**** Dataset records ****

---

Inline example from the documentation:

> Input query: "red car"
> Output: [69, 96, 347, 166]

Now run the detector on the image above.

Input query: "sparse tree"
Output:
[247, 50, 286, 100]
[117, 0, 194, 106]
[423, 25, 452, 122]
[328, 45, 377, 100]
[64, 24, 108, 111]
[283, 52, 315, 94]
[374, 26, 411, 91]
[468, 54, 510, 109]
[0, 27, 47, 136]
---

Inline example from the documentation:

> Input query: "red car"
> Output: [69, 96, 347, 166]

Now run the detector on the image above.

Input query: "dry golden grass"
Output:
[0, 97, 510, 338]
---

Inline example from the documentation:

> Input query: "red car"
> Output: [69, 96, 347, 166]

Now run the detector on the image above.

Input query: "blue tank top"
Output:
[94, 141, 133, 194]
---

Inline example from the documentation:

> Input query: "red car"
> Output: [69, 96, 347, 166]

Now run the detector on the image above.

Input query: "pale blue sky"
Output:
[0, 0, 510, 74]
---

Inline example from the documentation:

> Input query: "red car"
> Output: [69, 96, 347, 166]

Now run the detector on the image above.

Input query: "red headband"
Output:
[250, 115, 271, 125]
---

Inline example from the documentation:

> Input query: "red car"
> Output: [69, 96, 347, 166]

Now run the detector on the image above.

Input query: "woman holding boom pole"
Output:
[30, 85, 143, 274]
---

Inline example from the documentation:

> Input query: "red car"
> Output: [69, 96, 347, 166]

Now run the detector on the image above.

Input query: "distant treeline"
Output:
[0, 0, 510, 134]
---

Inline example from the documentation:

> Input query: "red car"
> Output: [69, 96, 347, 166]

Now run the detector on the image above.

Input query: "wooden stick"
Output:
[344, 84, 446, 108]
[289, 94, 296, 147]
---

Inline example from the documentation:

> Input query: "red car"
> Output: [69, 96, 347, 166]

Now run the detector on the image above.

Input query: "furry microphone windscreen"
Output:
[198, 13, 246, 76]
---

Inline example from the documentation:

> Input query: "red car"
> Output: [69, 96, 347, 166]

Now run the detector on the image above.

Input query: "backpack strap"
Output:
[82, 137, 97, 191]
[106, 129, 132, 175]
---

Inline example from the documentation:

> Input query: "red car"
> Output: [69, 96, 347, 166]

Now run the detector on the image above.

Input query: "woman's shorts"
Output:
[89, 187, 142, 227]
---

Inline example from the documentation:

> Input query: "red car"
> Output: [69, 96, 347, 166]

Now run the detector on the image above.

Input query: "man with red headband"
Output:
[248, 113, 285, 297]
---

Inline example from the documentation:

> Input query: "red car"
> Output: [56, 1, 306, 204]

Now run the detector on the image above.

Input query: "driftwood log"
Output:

****

=== Problem description ===
Reproduce the listing above verbatim, from first line to last.

=== Finished exercise ===
---

Inline example from the documentation:

> Input query: "red car"
> Output: [69, 96, 347, 166]

Now run the detector on the image above.

Input query: "sparse tree"
Output:
[247, 50, 286, 100]
[117, 0, 194, 106]
[423, 25, 452, 122]
[328, 45, 377, 100]
[64, 24, 108, 111]
[283, 52, 315, 94]
[374, 26, 411, 91]
[468, 54, 510, 109]
[0, 27, 47, 136]
---

Inline example from the documentation:

> Input query: "red car"
> Output: [69, 96, 347, 166]

Now run the detector on the image above.

Input query: "dry golden grass"
Output:
[0, 97, 510, 338]
---

Inline example from the documentation:

> Input query: "red car"
> Output: [69, 96, 347, 166]

Now run the detector on the image above.

Input query: "blue tank top"
Output:
[94, 141, 133, 194]
---

Inline example from the documentation:

> Input query: "red car"
> Output: [69, 96, 347, 166]

Now run the detector on the image above.

Input query: "pale blue sky"
Output:
[0, 0, 510, 74]
---

Inline example from the documentation:

> Input query: "red car"
> Output: [69, 96, 347, 166]

Now run the detector on the image above.

Input query: "red headband"
Output:
[250, 115, 271, 125]
---

Inline example from the documentation:

> Input query: "red car"
> Output: [69, 96, 347, 166]

Now run the detector on the image above.

Input query: "woman holding boom pole"
Output:
[30, 85, 143, 274]
---

Inline example from the documentation:

> Input query: "red car"
> Output: [69, 96, 347, 166]

Now run the detector on the image above.

Input query: "distant treeline"
Output:
[0, 0, 510, 134]
---

Inline example from the documentation:

> Input query: "red car"
> Output: [69, 96, 347, 166]

Now run the detector on the image above.

Input query: "wooden stick"
Output:
[344, 84, 446, 108]
[289, 94, 296, 147]
---

Inline example from the documentation:

> Input query: "red car"
> Output: [69, 96, 347, 166]

Now run the detector on the image above.

Input query: "furry microphone windscreen"
Output:
[198, 13, 246, 76]
---

Inline example from the documentation:

> Input query: "red car"
> Output: [69, 96, 347, 166]

Now run the detector on the image above.

Input query: "backpack strap"
Output:
[82, 137, 97, 191]
[106, 129, 132, 175]
---

Inline example from the documentation:

> Input query: "red car"
> Output: [69, 96, 347, 166]

Now run the detector on the image above.

Input query: "woman's shorts"
Output:
[89, 187, 142, 227]
---

Inline example from the documentation:

> Input query: "red car"
> Output: [69, 96, 347, 166]

Now run the detector on the image above.

Input query: "man with red headband"
Output:
[248, 113, 285, 297]
---

Inline example from the documentation:

> Input query: "red car"
> Output: [56, 1, 306, 204]

Now run the detector on the image above.

Input query: "driftwood log"
Output:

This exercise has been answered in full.